TASK INSTRUCTIONS: Count the lines below that contain the string "flower", matching case exactly, and reply with only that number.

THE RECORDS:
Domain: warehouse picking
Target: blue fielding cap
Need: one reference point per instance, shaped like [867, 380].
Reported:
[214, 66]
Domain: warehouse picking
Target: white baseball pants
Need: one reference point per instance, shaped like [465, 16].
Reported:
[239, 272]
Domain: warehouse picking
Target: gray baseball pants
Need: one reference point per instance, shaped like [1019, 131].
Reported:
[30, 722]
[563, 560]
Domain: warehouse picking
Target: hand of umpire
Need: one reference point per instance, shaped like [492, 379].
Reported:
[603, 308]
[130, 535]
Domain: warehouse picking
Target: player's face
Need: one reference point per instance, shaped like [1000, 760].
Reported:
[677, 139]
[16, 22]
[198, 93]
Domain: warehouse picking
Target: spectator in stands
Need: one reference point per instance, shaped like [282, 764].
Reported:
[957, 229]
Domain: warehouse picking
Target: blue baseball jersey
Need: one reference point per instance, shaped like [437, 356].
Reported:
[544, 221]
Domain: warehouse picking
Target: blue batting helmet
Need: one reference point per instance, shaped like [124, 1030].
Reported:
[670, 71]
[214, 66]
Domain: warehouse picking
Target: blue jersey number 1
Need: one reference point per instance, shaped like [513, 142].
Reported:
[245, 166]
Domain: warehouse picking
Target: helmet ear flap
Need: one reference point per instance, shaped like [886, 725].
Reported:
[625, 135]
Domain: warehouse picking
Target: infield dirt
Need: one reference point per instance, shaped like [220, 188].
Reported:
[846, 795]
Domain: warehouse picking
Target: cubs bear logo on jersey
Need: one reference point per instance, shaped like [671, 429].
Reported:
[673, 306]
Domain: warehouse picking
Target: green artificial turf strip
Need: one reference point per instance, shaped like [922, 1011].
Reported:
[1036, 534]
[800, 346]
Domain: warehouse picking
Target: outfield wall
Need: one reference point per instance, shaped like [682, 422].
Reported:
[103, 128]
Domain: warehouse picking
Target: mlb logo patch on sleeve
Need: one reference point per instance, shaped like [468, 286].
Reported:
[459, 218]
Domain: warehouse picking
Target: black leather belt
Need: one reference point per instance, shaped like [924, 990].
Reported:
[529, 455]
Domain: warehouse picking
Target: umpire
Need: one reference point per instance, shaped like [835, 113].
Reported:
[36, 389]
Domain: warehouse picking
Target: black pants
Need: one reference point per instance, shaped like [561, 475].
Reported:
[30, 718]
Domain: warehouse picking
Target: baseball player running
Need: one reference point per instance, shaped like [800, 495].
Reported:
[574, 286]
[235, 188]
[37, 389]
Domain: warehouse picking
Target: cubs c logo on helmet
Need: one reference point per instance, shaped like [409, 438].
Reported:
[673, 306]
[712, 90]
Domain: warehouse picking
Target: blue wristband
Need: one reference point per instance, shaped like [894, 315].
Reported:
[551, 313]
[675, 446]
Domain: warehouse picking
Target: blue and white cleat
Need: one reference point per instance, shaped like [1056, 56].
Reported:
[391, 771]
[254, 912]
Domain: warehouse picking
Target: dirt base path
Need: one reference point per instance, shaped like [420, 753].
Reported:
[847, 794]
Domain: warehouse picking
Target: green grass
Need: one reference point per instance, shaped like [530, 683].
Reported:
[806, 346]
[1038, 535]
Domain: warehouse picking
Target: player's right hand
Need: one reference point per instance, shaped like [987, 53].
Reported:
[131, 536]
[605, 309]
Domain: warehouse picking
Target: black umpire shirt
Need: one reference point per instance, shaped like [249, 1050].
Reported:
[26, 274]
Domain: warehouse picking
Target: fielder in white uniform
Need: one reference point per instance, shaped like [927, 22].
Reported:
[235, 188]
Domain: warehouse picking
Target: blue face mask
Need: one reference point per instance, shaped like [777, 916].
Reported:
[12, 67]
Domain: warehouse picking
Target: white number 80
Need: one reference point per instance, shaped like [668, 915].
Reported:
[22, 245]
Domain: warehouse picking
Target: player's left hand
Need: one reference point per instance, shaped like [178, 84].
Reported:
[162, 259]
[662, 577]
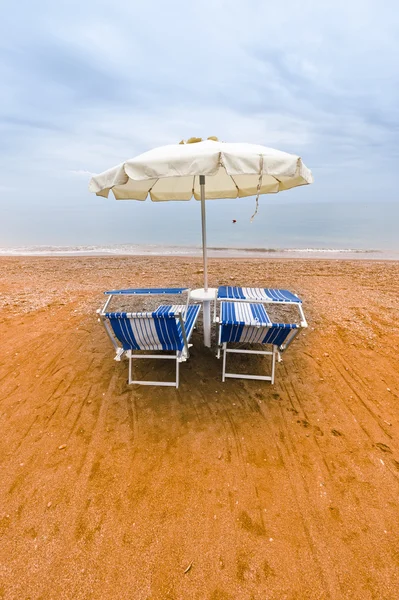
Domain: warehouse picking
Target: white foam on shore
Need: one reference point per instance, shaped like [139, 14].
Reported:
[156, 250]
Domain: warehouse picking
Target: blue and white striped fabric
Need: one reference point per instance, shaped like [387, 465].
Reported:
[159, 330]
[247, 322]
[227, 292]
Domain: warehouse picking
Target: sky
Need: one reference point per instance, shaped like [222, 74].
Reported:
[88, 84]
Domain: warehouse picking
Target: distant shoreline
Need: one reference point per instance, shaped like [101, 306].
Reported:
[119, 250]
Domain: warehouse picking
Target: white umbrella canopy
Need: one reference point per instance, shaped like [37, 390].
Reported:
[204, 170]
[232, 170]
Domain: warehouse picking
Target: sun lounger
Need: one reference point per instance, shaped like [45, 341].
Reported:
[244, 319]
[167, 329]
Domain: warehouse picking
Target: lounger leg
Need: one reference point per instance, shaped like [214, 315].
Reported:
[130, 367]
[273, 363]
[224, 361]
[177, 371]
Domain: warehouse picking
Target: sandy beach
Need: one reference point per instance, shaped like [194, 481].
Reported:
[215, 491]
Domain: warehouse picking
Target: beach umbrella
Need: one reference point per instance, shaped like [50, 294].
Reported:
[204, 170]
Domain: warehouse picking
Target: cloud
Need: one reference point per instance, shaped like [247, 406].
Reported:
[84, 87]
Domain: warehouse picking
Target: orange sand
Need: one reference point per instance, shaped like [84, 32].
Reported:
[288, 491]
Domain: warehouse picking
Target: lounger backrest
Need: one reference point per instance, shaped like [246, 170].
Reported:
[250, 323]
[159, 330]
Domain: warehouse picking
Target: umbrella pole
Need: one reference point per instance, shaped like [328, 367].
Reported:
[203, 219]
[206, 305]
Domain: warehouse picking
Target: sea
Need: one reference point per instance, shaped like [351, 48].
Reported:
[328, 230]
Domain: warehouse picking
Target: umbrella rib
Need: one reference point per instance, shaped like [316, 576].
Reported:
[150, 190]
[237, 188]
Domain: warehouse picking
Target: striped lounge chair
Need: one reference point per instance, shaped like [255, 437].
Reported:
[244, 319]
[167, 329]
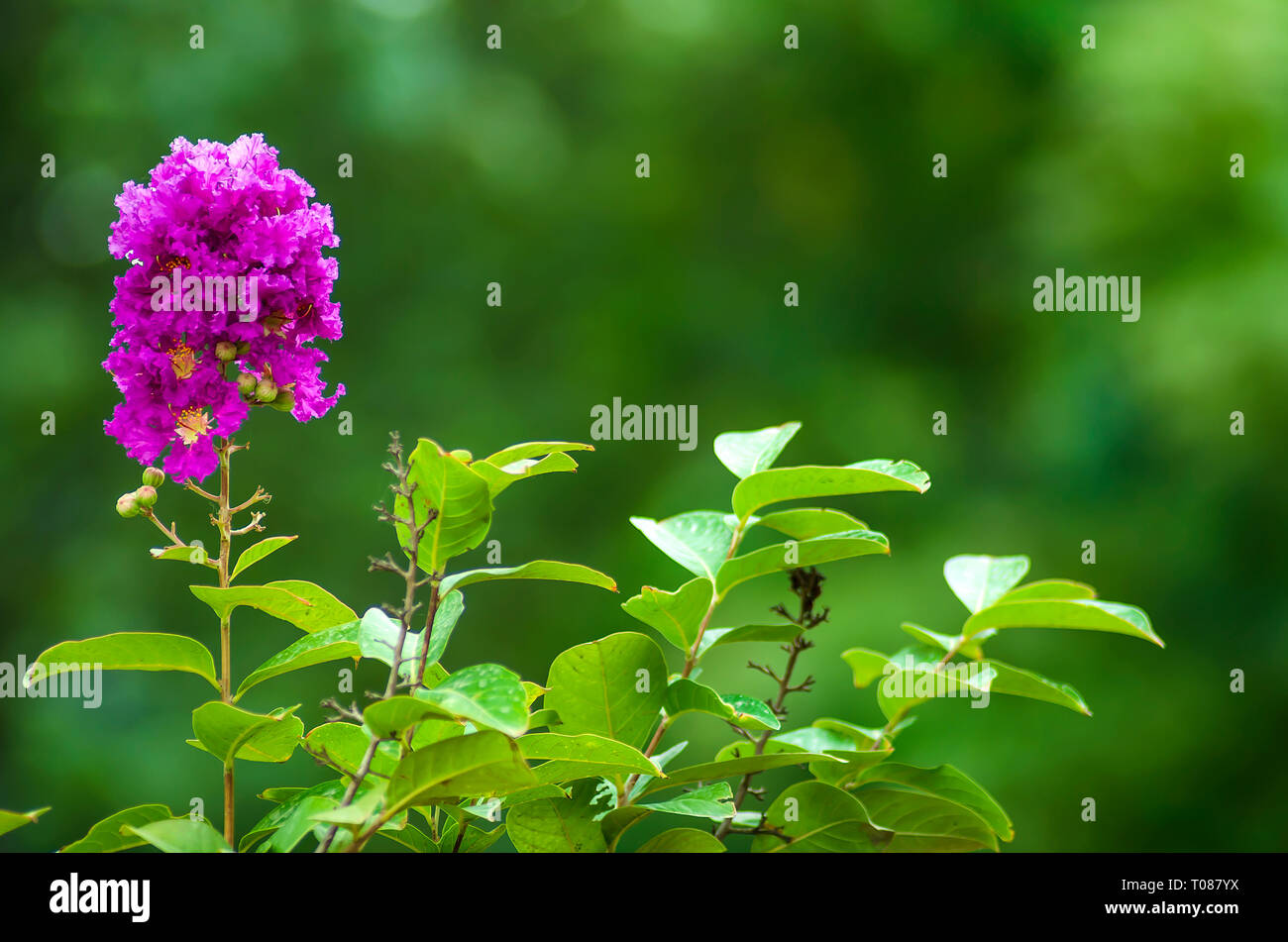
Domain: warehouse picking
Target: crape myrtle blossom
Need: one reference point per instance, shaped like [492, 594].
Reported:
[188, 376]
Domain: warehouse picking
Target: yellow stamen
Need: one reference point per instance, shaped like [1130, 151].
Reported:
[192, 425]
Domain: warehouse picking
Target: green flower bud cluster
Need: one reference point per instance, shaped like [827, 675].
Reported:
[145, 498]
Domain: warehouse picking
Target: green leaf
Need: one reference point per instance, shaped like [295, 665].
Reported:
[181, 835]
[451, 606]
[484, 693]
[684, 695]
[254, 554]
[554, 825]
[812, 816]
[746, 453]
[533, 450]
[948, 784]
[193, 554]
[923, 821]
[614, 687]
[339, 642]
[462, 498]
[107, 835]
[583, 757]
[480, 765]
[129, 652]
[1017, 682]
[980, 580]
[698, 541]
[806, 523]
[537, 569]
[675, 615]
[1063, 613]
[13, 820]
[806, 552]
[683, 841]
[818, 480]
[715, 637]
[501, 477]
[728, 769]
[230, 732]
[1050, 588]
[309, 607]
[346, 745]
[291, 820]
[713, 802]
[866, 665]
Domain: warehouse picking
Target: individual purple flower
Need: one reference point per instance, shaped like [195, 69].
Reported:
[226, 251]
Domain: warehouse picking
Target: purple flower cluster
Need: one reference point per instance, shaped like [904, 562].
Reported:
[189, 365]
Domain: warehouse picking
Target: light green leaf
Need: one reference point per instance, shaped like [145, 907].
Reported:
[746, 453]
[480, 765]
[520, 469]
[945, 783]
[583, 757]
[309, 607]
[1064, 613]
[715, 637]
[181, 835]
[106, 837]
[806, 552]
[533, 450]
[923, 821]
[554, 825]
[346, 745]
[712, 802]
[728, 769]
[806, 523]
[980, 580]
[824, 818]
[254, 554]
[1050, 588]
[13, 820]
[683, 841]
[485, 695]
[684, 695]
[537, 569]
[614, 687]
[866, 665]
[192, 554]
[129, 652]
[460, 495]
[675, 615]
[818, 480]
[230, 732]
[698, 541]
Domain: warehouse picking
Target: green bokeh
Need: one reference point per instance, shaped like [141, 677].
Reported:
[768, 166]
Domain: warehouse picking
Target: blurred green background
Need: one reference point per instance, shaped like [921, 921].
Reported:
[768, 166]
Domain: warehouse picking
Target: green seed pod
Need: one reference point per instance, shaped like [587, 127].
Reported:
[127, 506]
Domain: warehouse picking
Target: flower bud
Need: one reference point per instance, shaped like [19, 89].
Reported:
[127, 506]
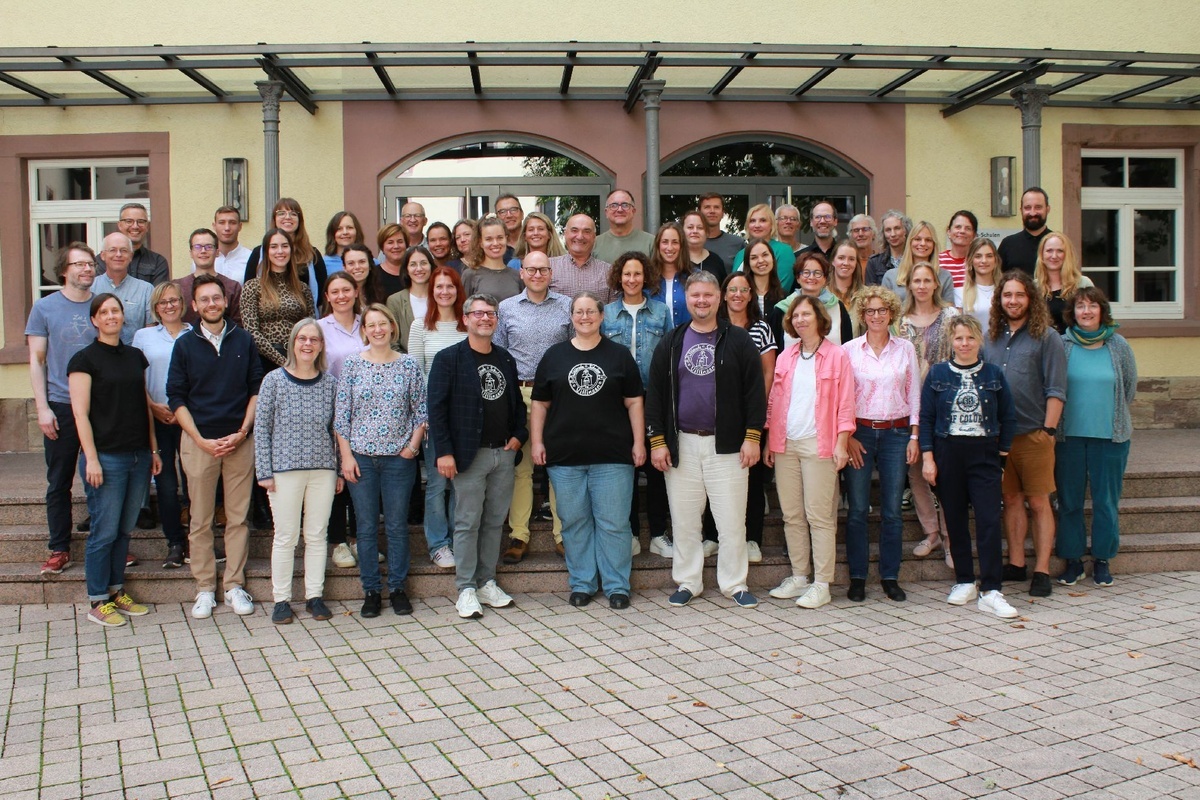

PROBLEM SOLUTION: 4